Rewrite the stretch from the line containing "Please locate the white hair" through the end of the records, requests included and nothing else. Multiply every coordinate in the answers by 1.55 and round to whole numbers, halves up.

Given data »
....................

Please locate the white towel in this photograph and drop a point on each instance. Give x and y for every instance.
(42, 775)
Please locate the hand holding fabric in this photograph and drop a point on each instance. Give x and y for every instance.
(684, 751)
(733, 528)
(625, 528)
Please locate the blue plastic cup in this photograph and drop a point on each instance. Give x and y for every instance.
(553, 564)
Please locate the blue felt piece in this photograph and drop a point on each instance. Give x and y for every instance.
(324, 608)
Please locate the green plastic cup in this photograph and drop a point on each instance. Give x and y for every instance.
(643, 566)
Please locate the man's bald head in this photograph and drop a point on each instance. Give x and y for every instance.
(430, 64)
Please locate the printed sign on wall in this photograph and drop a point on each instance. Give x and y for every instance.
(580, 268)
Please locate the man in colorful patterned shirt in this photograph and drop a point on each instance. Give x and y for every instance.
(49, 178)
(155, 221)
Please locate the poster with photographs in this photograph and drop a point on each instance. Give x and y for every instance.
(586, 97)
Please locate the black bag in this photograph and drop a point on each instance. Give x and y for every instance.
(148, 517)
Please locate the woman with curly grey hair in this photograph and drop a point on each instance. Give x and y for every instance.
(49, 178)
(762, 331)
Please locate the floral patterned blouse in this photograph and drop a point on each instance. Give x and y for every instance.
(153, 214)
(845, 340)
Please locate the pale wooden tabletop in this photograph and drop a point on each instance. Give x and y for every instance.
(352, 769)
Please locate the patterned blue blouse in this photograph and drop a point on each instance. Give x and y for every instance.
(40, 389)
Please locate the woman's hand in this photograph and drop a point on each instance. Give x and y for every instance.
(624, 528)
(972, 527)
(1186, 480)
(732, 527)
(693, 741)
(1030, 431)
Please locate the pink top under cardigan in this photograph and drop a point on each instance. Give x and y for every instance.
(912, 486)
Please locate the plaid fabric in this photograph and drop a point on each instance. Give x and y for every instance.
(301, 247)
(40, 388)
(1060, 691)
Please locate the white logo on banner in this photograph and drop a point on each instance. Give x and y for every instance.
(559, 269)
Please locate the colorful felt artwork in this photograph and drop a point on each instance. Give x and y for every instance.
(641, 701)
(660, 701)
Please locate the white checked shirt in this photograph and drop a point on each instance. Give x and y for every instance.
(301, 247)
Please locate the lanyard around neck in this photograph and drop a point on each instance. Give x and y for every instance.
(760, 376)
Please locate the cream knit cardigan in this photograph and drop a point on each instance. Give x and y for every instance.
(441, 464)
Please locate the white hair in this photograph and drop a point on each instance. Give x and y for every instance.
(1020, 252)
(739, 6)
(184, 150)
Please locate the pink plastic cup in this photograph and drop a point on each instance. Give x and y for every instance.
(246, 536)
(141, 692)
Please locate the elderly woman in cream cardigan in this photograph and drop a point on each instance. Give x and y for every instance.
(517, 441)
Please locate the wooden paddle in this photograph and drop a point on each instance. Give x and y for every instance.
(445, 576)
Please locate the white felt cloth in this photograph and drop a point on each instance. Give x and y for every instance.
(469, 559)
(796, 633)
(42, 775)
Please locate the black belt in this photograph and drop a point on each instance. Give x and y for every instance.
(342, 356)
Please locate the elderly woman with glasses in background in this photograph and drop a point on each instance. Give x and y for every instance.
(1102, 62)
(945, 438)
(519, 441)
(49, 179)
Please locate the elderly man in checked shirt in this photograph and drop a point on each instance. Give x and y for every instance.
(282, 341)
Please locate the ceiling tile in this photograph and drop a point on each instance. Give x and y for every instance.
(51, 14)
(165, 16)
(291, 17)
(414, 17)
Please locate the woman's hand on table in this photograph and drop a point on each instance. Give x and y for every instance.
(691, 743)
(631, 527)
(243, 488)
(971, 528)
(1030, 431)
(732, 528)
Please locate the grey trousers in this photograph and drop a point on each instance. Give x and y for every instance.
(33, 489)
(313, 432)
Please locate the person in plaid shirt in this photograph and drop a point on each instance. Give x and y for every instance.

....................

Response »
Please locate the white hair in this photograph and drop a point on each instance. Give x and y for every instance.
(1581, 391)
(1145, 9)
(285, 233)
Please locate the pink plastic cup in this photograph and drop a point on each instance. Give x and y for every instance.
(381, 831)
(219, 1073)
Please locate the elderly woman in cream cardigan in this photograph and drop a point on each instance. Give x and y for every instance.
(801, 684)
Please locate the wooden paddle in this photograph and drop a point on each instance. Give x and y for every instance.
(690, 893)
Please locate the white felt cloth in this photograph and drop a point on each instance. Give x and y for every instance.
(727, 866)
(1234, 981)
(65, 1201)
Please locate the black belt in this photograph and drop a point on each instance. Give x and y for every instance.
(530, 552)
Please locate the elderly woman with glasses in background in this photograph and drop a point on each instance. Give x and y for every instance.
(1708, 96)
(1465, 679)
(804, 684)
(76, 277)
Please locate the elderly man in checked shirt in this photograph and drop a point on each instance. Give x and y for every instance.
(437, 529)
Please locate the ceiling tile in this photograph and drop a point on each instance. Give x and y for every instance.
(79, 22)
(256, 25)
(451, 26)
(642, 26)
Please locate the woman's hand on table in this photograph and drop a point on each instance. Give x and y for every instance.
(1071, 1152)
(978, 817)
(377, 756)
(1505, 818)
(1597, 668)
(1135, 818)
Please locate the grey trousers in this photograph and drop a point on each instance. Give x and y for every instance.
(51, 758)
(485, 670)
Please locate the person in plaid shirt in this photograph and drop a point on each instance. Give x and y for every instance.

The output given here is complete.